MATERIALS PROVIDED:
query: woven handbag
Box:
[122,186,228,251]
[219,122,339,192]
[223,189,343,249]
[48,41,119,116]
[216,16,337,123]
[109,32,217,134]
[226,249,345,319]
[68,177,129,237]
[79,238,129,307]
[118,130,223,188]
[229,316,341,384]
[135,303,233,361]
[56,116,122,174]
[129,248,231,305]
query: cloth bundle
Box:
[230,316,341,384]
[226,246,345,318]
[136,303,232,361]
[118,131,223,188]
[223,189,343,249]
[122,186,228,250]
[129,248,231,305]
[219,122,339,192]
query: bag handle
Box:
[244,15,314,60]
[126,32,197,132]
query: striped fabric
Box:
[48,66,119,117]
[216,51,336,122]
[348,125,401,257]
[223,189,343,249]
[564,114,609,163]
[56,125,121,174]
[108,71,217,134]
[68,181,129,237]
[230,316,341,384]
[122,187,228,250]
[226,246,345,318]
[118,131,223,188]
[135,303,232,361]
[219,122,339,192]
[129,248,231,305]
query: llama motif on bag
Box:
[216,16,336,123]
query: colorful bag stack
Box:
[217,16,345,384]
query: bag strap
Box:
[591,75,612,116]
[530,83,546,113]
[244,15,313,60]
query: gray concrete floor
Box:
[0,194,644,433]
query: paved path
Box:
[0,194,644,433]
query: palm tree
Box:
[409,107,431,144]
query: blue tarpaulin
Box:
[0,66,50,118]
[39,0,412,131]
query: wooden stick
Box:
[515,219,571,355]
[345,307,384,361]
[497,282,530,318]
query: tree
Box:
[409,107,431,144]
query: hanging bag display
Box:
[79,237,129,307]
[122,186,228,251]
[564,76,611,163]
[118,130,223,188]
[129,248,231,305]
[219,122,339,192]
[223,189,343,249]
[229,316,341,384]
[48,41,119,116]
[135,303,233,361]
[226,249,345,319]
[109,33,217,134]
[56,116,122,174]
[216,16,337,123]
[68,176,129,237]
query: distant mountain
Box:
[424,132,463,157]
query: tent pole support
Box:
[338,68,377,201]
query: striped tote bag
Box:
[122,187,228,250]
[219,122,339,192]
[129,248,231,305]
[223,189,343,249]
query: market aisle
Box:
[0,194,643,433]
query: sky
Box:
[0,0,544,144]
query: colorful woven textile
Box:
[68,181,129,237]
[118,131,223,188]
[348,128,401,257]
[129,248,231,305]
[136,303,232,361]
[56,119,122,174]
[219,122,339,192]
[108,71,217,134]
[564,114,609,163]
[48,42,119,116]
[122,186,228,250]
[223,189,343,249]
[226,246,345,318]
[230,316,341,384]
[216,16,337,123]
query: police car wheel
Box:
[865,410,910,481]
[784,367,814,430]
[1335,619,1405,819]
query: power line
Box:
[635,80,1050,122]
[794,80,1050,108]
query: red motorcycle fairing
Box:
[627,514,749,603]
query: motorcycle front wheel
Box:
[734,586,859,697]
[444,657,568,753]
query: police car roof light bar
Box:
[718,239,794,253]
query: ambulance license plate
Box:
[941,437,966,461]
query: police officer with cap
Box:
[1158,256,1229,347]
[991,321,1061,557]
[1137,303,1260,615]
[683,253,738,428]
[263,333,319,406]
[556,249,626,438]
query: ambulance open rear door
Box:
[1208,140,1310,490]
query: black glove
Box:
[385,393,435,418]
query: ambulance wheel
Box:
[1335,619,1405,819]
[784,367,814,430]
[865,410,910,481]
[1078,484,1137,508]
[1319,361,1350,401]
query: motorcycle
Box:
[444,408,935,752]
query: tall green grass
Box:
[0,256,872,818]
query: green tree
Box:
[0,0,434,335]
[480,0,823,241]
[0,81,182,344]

WHAT THE EXERCISE ASKS:
Copy the items above again, from the line with "query: police officer with cap" through the line with "[1319,361,1350,401]", keeping every line, including each one that starts with "query:". Raise every box coordinate by 58.

TASK ANSWER:
query: police officer with cap
Box:
[1216,314,1287,405]
[1049,379,1119,615]
[1195,361,1318,673]
[741,311,796,486]
[321,391,377,464]
[614,307,684,496]
query: ambulance open rear door
Box:
[1266,198,1368,548]
query: black glove
Box:
[443,451,493,476]
query: ambulance wheel
Box:
[1393,677,1463,877]
[842,425,872,488]
[923,468,968,539]
[1136,542,1195,566]
[1377,419,1408,459]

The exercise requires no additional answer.